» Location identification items
************
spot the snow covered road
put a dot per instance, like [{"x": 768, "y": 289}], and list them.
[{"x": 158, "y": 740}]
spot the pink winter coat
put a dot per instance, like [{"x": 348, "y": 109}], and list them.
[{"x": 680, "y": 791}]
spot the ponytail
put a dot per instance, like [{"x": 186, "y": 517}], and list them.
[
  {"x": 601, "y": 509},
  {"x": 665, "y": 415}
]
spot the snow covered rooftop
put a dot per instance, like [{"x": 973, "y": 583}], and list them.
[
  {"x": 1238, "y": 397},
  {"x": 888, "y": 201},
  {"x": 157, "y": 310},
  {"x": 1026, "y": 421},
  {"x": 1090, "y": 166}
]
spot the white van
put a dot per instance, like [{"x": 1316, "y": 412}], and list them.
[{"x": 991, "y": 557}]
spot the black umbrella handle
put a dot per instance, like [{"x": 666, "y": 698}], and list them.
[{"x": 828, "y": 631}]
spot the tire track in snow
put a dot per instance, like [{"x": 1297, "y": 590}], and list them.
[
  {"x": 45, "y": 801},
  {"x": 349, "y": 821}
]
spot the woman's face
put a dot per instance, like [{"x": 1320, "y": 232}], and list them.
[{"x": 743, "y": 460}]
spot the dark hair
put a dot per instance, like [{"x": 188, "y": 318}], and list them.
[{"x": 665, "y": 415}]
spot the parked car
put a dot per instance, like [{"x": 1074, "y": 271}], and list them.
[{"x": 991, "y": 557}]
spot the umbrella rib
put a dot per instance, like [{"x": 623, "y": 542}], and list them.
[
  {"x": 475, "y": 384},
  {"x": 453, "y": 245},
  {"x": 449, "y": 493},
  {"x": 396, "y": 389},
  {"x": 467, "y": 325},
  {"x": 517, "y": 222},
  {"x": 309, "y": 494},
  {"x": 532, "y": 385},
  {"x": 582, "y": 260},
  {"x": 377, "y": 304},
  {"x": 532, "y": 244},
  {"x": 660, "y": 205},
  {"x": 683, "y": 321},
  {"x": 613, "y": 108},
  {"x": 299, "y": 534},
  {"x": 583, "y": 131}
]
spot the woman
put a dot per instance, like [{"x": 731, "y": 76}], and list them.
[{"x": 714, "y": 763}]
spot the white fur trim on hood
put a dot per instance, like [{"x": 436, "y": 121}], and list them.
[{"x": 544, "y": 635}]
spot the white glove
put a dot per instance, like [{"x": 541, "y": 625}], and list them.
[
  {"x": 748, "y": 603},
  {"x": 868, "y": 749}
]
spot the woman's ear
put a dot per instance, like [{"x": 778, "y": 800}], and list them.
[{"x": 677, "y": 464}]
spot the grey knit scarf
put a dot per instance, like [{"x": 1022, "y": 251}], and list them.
************
» Goal of the exercise
Please rewrite all the items above as a numbered list, leaving out any blank lines.

» Solution below
1. spot the snow covered road
2. put a dot per instance, like [{"x": 768, "y": 289}], and list them.
3. [{"x": 158, "y": 740}]
4. spot the pink winter coat
5. put a dot per instance, like [{"x": 348, "y": 109}], and list them.
6. [{"x": 680, "y": 791}]
7. spot the ponytail
8. put a dot per instance, like [{"x": 186, "y": 517}], and list them.
9. [
10.   {"x": 601, "y": 509},
11.   {"x": 665, "y": 415}
12. ]
13. spot the snow covered rooftop
14. put a dot per instance, like [{"x": 973, "y": 583}], and list them.
15. [
16.   {"x": 1238, "y": 397},
17.   {"x": 888, "y": 201},
18.   {"x": 157, "y": 310},
19.   {"x": 1026, "y": 421},
20.   {"x": 1090, "y": 166}
21. ]
22. spot the white van
23. put a dot per instance, like [{"x": 1316, "y": 412}], and list them.
24. [{"x": 991, "y": 557}]
25. spot the black umbrella handle
26. put a dot per instance, like [{"x": 666, "y": 698}], and list them.
27. [{"x": 828, "y": 631}]
28. spot the tire track in snow
29. put a dot per instance, like [{"x": 1297, "y": 590}], and list them.
30. [
31.   {"x": 45, "y": 801},
32.   {"x": 349, "y": 821}
33. ]
34. spot the woman's face
35. put a dot per instance, like [{"x": 1320, "y": 232}], and list them.
36. [{"x": 743, "y": 460}]
37. spot the dark hair
38. put a dot per instance, like [{"x": 188, "y": 318}], and list them.
39. [{"x": 665, "y": 415}]
40. spot the parked car
41. put a dot per instance, like [{"x": 1074, "y": 271}], and list them.
42. [{"x": 991, "y": 557}]
43. spot the umbrella rib
44. put a dot per instance, like [{"x": 623, "y": 542}], and list them.
45. [
46.   {"x": 475, "y": 384},
47.   {"x": 453, "y": 245},
48.   {"x": 449, "y": 493},
49.   {"x": 396, "y": 389},
50.   {"x": 467, "y": 325},
51.   {"x": 517, "y": 222},
52.   {"x": 309, "y": 494},
53.   {"x": 532, "y": 385},
54.   {"x": 582, "y": 260},
55.   {"x": 377, "y": 304},
56.   {"x": 532, "y": 244},
57.   {"x": 660, "y": 205},
58.   {"x": 683, "y": 321},
59.   {"x": 613, "y": 108},
60.   {"x": 299, "y": 534},
61.   {"x": 583, "y": 131}
62. ]
63. spot the woman
64. put a dot per instance, like [{"x": 731, "y": 76}], and list them.
65. [{"x": 714, "y": 763}]
66. spot the white fur trim on hood
67. put a dot per instance, like [{"x": 436, "y": 121}], and list them.
68. [{"x": 544, "y": 635}]
69. spot the white glove
70. put a dot per instance, like [{"x": 541, "y": 625}], and list them.
71. [
72.   {"x": 748, "y": 603},
73.   {"x": 868, "y": 749}
74. ]
75. spot the woman's ear
76. put a dot per instance, like [{"x": 778, "y": 800}], and list them.
77. [{"x": 677, "y": 464}]
78. spot the grey knit scarf
79. put a dot per instance, like [{"x": 1022, "y": 251}], and list them.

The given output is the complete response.